What is needed
I'd like every line in the following listing that holds "vest" copied.

Record set
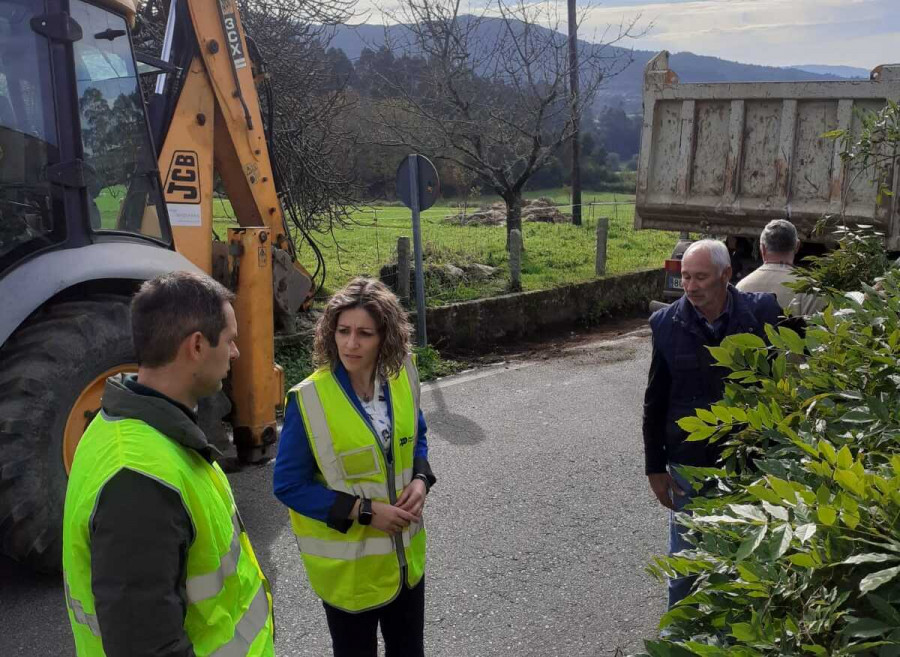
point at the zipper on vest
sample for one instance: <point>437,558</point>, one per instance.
<point>391,480</point>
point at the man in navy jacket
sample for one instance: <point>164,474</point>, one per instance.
<point>683,376</point>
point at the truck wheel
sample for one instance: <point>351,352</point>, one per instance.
<point>52,372</point>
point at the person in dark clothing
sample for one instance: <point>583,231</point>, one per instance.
<point>683,376</point>
<point>155,558</point>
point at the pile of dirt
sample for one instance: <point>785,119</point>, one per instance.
<point>540,209</point>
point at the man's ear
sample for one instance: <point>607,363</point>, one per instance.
<point>193,345</point>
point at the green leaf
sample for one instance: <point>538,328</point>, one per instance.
<point>783,488</point>
<point>845,458</point>
<point>776,511</point>
<point>692,423</point>
<point>868,627</point>
<point>763,493</point>
<point>743,632</point>
<point>748,511</point>
<point>782,540</point>
<point>802,559</point>
<point>887,610</point>
<point>751,543</point>
<point>701,434</point>
<point>828,451</point>
<point>722,413</point>
<point>722,356</point>
<point>871,557</point>
<point>874,580</point>
<point>745,340</point>
<point>827,514</point>
<point>849,481</point>
<point>793,341</point>
<point>805,532</point>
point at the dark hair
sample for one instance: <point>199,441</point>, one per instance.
<point>779,236</point>
<point>384,307</point>
<point>169,308</point>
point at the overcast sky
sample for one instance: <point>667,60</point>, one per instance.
<point>861,33</point>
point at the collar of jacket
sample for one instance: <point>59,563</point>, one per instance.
<point>740,321</point>
<point>162,415</point>
<point>343,377</point>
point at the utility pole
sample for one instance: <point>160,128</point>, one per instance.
<point>576,119</point>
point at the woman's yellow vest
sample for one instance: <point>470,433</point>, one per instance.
<point>229,612</point>
<point>363,568</point>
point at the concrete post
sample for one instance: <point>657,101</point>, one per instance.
<point>515,260</point>
<point>602,234</point>
<point>403,269</point>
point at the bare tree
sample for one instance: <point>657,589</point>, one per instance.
<point>492,96</point>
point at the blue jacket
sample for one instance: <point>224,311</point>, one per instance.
<point>683,376</point>
<point>295,465</point>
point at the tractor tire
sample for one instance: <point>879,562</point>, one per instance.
<point>44,368</point>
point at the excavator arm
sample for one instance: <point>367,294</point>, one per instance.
<point>210,122</point>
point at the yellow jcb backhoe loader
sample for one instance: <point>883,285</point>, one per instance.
<point>99,193</point>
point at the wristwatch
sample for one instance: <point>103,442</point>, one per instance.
<point>365,511</point>
<point>425,481</point>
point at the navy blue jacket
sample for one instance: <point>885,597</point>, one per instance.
<point>295,466</point>
<point>683,376</point>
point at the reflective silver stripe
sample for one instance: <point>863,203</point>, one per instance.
<point>328,459</point>
<point>402,478</point>
<point>413,529</point>
<point>251,624</point>
<point>346,550</point>
<point>413,376</point>
<point>203,587</point>
<point>81,616</point>
<point>321,436</point>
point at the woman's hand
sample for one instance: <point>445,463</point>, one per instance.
<point>391,519</point>
<point>412,498</point>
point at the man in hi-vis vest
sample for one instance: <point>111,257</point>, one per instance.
<point>155,557</point>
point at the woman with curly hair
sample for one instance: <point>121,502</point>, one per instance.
<point>353,470</point>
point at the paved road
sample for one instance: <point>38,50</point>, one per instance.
<point>539,526</point>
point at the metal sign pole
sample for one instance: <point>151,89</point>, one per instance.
<point>417,246</point>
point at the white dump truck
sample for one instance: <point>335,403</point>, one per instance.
<point>723,159</point>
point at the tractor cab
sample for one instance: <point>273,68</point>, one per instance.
<point>77,164</point>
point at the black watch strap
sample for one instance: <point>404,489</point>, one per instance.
<point>365,511</point>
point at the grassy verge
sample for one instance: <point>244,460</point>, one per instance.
<point>555,254</point>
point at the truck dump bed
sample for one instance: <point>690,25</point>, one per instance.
<point>725,158</point>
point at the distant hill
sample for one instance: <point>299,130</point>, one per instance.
<point>625,88</point>
<point>840,71</point>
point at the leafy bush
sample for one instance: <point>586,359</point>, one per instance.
<point>797,547</point>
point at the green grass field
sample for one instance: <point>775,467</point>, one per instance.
<point>555,254</point>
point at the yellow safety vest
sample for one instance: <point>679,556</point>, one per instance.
<point>363,568</point>
<point>229,612</point>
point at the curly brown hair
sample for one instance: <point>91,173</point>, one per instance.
<point>393,325</point>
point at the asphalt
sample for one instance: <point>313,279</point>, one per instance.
<point>539,527</point>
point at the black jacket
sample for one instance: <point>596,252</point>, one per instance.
<point>683,376</point>
<point>140,535</point>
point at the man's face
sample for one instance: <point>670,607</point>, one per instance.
<point>703,284</point>
<point>215,362</point>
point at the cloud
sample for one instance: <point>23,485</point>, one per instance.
<point>861,33</point>
<point>775,32</point>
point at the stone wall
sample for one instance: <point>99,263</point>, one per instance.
<point>475,325</point>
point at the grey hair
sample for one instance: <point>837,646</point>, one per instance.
<point>717,251</point>
<point>779,236</point>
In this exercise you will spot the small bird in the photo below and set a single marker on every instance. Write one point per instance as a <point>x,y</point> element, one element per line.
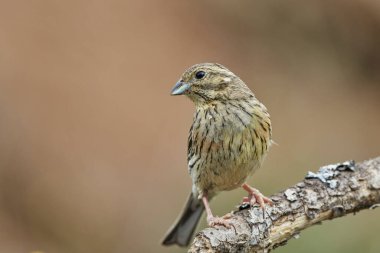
<point>228,140</point>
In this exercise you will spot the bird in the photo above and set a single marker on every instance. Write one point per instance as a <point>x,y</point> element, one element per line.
<point>228,140</point>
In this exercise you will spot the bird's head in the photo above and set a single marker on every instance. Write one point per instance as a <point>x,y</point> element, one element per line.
<point>207,82</point>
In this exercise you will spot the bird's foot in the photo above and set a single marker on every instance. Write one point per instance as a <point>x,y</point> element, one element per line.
<point>219,221</point>
<point>255,196</point>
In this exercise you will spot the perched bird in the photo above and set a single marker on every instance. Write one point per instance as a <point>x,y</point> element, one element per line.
<point>228,140</point>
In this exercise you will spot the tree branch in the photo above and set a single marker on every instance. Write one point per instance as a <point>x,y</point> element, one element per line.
<point>336,190</point>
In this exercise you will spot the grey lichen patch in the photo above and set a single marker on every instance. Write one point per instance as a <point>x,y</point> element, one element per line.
<point>328,173</point>
<point>374,182</point>
<point>291,194</point>
<point>340,189</point>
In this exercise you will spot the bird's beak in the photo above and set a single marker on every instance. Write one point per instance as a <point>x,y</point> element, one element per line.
<point>180,88</point>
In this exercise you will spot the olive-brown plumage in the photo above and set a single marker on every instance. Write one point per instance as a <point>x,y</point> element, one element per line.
<point>228,140</point>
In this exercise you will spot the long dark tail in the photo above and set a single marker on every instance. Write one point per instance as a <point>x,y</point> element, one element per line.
<point>182,230</point>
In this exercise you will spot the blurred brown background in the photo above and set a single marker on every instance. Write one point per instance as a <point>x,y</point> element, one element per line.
<point>93,148</point>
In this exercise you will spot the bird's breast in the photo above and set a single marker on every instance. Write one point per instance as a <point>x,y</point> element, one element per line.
<point>225,145</point>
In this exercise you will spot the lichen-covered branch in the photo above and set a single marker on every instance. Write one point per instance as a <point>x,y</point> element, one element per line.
<point>336,190</point>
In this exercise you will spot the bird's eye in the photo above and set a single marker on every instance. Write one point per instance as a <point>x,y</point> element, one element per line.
<point>200,74</point>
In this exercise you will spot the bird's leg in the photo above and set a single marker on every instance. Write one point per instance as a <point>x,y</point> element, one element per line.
<point>214,220</point>
<point>254,196</point>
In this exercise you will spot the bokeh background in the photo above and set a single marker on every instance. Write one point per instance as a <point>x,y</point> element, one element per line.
<point>93,148</point>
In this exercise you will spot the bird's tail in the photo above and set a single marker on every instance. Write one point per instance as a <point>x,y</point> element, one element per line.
<point>182,230</point>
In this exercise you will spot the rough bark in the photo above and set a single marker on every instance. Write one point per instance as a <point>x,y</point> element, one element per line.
<point>332,192</point>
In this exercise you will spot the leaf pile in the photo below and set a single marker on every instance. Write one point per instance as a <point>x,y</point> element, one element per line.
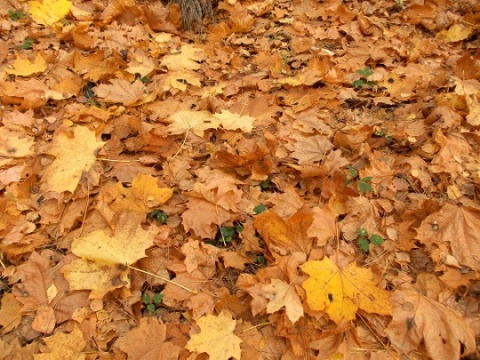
<point>298,181</point>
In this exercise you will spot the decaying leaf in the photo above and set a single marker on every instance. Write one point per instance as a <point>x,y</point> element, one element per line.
<point>126,246</point>
<point>216,337</point>
<point>73,155</point>
<point>417,319</point>
<point>341,292</point>
<point>48,12</point>
<point>281,294</point>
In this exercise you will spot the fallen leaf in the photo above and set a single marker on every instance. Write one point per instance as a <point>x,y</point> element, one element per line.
<point>126,246</point>
<point>73,156</point>
<point>456,32</point>
<point>280,294</point>
<point>341,292</point>
<point>418,319</point>
<point>216,337</point>
<point>48,12</point>
<point>143,196</point>
<point>24,67</point>
<point>10,316</point>
<point>152,335</point>
<point>230,121</point>
<point>121,91</point>
<point>188,58</point>
<point>452,225</point>
<point>64,346</point>
<point>100,279</point>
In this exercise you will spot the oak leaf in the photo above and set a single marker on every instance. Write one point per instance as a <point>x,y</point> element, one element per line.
<point>280,294</point>
<point>126,246</point>
<point>340,293</point>
<point>74,155</point>
<point>216,337</point>
<point>418,319</point>
<point>48,12</point>
<point>64,346</point>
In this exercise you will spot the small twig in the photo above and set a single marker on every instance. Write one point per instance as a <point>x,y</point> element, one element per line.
<point>162,278</point>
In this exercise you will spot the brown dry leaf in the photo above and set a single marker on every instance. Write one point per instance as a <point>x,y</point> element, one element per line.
<point>188,58</point>
<point>455,226</point>
<point>280,294</point>
<point>64,346</point>
<point>196,121</point>
<point>24,67</point>
<point>126,246</point>
<point>73,155</point>
<point>216,337</point>
<point>202,217</point>
<point>418,319</point>
<point>312,149</point>
<point>87,275</point>
<point>143,196</point>
<point>323,226</point>
<point>10,316</point>
<point>284,236</point>
<point>152,335</point>
<point>456,32</point>
<point>340,293</point>
<point>230,121</point>
<point>121,91</point>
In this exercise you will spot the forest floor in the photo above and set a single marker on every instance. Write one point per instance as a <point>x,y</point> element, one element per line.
<point>297,180</point>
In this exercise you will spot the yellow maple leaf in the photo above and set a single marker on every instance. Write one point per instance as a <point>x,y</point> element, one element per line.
<point>455,33</point>
<point>142,196</point>
<point>64,346</point>
<point>341,292</point>
<point>10,316</point>
<point>73,157</point>
<point>230,121</point>
<point>121,91</point>
<point>125,246</point>
<point>283,295</point>
<point>24,67</point>
<point>87,275</point>
<point>187,58</point>
<point>195,121</point>
<point>48,12</point>
<point>216,337</point>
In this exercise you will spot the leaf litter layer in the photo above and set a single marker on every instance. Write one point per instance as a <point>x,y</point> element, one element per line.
<point>300,180</point>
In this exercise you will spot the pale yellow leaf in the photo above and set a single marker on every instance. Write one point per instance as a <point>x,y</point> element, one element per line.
<point>341,292</point>
<point>188,58</point>
<point>48,12</point>
<point>25,67</point>
<point>126,246</point>
<point>73,156</point>
<point>216,337</point>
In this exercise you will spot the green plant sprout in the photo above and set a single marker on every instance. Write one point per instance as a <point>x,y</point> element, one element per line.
<point>16,15</point>
<point>364,240</point>
<point>363,81</point>
<point>158,215</point>
<point>259,209</point>
<point>152,302</point>
<point>364,184</point>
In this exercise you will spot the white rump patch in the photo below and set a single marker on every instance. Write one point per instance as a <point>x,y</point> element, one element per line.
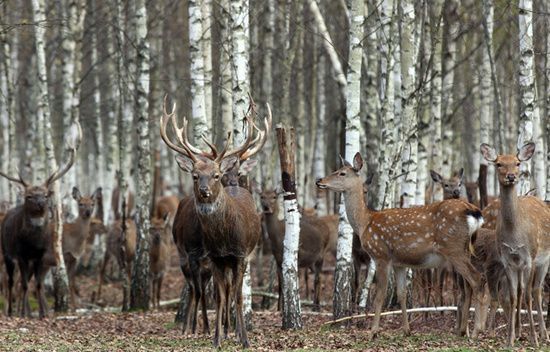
<point>473,224</point>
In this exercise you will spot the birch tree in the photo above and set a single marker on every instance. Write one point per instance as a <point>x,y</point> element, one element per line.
<point>139,295</point>
<point>292,318</point>
<point>344,268</point>
<point>44,121</point>
<point>529,114</point>
<point>196,58</point>
<point>409,51</point>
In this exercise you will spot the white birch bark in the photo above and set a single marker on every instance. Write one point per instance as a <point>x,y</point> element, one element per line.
<point>226,102</point>
<point>206,46</point>
<point>241,88</point>
<point>436,110</point>
<point>448,82</point>
<point>344,266</point>
<point>196,46</point>
<point>485,92</point>
<point>529,114</point>
<point>139,295</point>
<point>44,121</point>
<point>328,44</point>
<point>425,111</point>
<point>384,197</point>
<point>409,52</point>
<point>239,68</point>
<point>319,160</point>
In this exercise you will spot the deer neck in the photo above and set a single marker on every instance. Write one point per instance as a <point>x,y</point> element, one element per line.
<point>508,206</point>
<point>356,208</point>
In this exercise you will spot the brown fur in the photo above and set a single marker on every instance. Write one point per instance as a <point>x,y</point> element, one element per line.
<point>75,236</point>
<point>314,241</point>
<point>420,237</point>
<point>159,252</point>
<point>522,238</point>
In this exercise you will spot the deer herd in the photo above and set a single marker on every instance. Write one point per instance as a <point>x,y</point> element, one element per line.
<point>499,255</point>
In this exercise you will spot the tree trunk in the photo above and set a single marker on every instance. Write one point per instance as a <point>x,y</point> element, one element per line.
<point>409,52</point>
<point>44,120</point>
<point>139,295</point>
<point>384,197</point>
<point>437,40</point>
<point>292,318</point>
<point>529,113</point>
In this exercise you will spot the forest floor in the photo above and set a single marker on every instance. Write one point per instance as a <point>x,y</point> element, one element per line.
<point>95,329</point>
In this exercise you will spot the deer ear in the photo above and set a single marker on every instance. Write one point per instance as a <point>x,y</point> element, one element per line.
<point>357,162</point>
<point>185,163</point>
<point>460,174</point>
<point>526,152</point>
<point>228,163</point>
<point>248,165</point>
<point>436,177</point>
<point>76,194</point>
<point>488,152</point>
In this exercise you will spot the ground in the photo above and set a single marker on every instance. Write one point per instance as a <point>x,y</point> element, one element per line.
<point>156,330</point>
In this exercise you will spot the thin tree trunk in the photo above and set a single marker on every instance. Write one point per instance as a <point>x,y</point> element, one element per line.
<point>292,318</point>
<point>529,113</point>
<point>437,40</point>
<point>343,275</point>
<point>139,295</point>
<point>44,117</point>
<point>409,52</point>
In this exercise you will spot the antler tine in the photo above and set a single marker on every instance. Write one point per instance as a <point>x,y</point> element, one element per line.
<point>164,123</point>
<point>13,179</point>
<point>262,136</point>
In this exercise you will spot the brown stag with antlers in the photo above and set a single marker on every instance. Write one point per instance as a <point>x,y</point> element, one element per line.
<point>26,237</point>
<point>226,225</point>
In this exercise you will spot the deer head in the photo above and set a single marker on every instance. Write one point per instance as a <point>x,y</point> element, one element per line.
<point>86,205</point>
<point>507,165</point>
<point>207,168</point>
<point>345,177</point>
<point>451,186</point>
<point>37,196</point>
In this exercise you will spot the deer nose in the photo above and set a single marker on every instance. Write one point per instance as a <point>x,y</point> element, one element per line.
<point>204,191</point>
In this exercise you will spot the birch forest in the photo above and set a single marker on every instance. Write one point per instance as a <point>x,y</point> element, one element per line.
<point>303,174</point>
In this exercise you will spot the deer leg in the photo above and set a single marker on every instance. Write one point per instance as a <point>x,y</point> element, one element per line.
<point>317,286</point>
<point>205,327</point>
<point>10,268</point>
<point>401,283</point>
<point>382,271</point>
<point>219,280</point>
<point>238,274</point>
<point>538,281</point>
<point>25,276</point>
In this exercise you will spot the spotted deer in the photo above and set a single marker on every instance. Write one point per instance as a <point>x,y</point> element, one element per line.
<point>522,240</point>
<point>75,235</point>
<point>26,235</point>
<point>420,237</point>
<point>226,217</point>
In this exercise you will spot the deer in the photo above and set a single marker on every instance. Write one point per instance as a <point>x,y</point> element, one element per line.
<point>75,236</point>
<point>314,242</point>
<point>26,235</point>
<point>522,240</point>
<point>419,237</point>
<point>227,221</point>
<point>159,253</point>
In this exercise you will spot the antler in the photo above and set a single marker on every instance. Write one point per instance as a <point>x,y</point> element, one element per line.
<point>73,147</point>
<point>245,151</point>
<point>16,180</point>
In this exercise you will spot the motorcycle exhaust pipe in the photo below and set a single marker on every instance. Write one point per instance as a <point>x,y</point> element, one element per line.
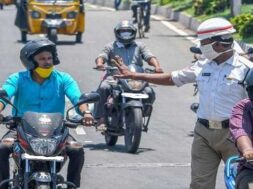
<point>8,141</point>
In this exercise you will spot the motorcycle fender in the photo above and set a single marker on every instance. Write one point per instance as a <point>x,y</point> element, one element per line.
<point>42,177</point>
<point>53,23</point>
<point>132,103</point>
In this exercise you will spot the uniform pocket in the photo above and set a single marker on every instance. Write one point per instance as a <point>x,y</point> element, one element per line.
<point>229,86</point>
<point>203,83</point>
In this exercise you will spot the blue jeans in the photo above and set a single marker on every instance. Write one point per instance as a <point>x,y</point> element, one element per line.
<point>147,7</point>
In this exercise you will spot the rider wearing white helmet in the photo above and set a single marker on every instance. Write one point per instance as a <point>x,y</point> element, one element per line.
<point>219,78</point>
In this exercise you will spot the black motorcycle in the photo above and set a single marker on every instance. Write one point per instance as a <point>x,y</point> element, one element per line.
<point>39,150</point>
<point>126,113</point>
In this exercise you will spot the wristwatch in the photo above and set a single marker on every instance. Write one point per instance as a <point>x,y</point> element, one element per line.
<point>86,112</point>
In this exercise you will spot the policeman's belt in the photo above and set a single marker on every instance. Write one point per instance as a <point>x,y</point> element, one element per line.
<point>214,124</point>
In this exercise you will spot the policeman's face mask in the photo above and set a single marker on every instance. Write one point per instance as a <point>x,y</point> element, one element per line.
<point>208,51</point>
<point>125,34</point>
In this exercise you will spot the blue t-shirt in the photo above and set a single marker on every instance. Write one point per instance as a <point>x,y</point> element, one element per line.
<point>48,97</point>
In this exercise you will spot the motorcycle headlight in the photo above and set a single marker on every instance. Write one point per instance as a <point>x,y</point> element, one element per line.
<point>135,84</point>
<point>35,14</point>
<point>71,15</point>
<point>43,146</point>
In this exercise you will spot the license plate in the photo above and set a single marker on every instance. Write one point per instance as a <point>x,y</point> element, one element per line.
<point>215,125</point>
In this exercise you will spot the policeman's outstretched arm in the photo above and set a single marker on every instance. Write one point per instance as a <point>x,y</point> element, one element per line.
<point>155,63</point>
<point>159,78</point>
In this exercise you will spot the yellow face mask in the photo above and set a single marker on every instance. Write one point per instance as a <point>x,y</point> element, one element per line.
<point>44,72</point>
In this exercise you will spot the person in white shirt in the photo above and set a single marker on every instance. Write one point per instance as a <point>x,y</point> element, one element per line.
<point>220,78</point>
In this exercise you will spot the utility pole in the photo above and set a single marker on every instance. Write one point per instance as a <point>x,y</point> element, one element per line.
<point>235,7</point>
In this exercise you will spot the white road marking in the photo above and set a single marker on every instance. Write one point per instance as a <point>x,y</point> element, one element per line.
<point>137,165</point>
<point>175,29</point>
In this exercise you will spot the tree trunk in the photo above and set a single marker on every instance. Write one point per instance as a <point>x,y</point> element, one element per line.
<point>235,7</point>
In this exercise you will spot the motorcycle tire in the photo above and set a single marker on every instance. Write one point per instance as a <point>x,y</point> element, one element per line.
<point>134,123</point>
<point>110,140</point>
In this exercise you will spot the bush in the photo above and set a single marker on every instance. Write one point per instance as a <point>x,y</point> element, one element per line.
<point>247,1</point>
<point>240,20</point>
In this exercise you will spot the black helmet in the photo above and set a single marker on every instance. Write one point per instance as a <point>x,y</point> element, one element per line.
<point>125,26</point>
<point>249,83</point>
<point>35,47</point>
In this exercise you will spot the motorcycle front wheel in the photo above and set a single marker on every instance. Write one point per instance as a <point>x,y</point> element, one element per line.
<point>134,122</point>
<point>110,140</point>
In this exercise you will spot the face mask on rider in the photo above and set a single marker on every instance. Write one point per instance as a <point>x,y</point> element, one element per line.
<point>44,72</point>
<point>125,35</point>
<point>209,52</point>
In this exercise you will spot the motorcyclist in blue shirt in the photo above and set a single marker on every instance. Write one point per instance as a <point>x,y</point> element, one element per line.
<point>42,88</point>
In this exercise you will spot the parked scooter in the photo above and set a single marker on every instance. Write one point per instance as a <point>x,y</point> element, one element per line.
<point>126,112</point>
<point>39,150</point>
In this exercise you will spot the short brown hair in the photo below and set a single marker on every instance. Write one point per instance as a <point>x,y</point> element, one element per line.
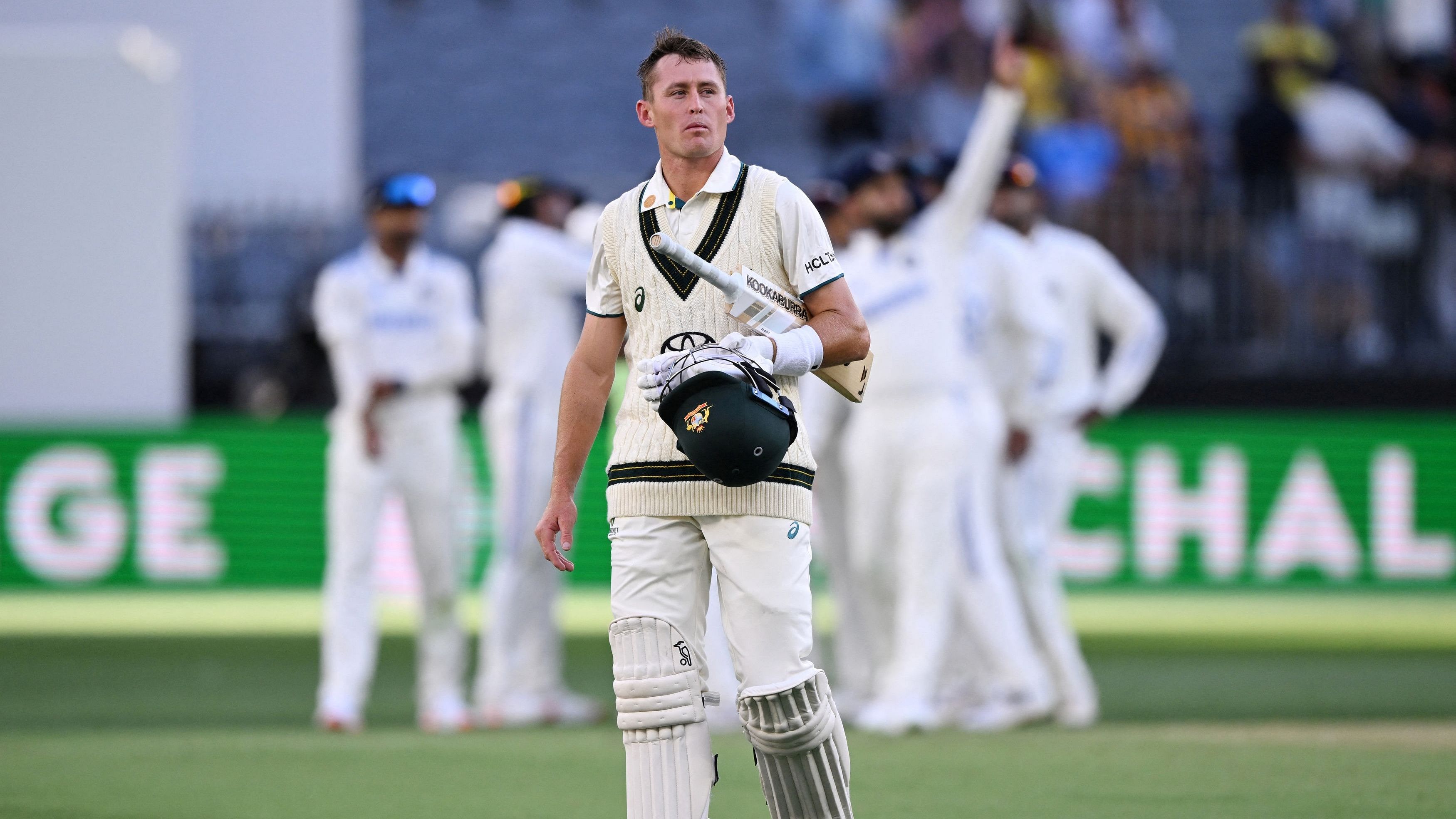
<point>673,41</point>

Response to the exercise
point at the zipper on vest
point at the woman's yellow vest
point at the man in hi-vis vest
point at the yellow safety vest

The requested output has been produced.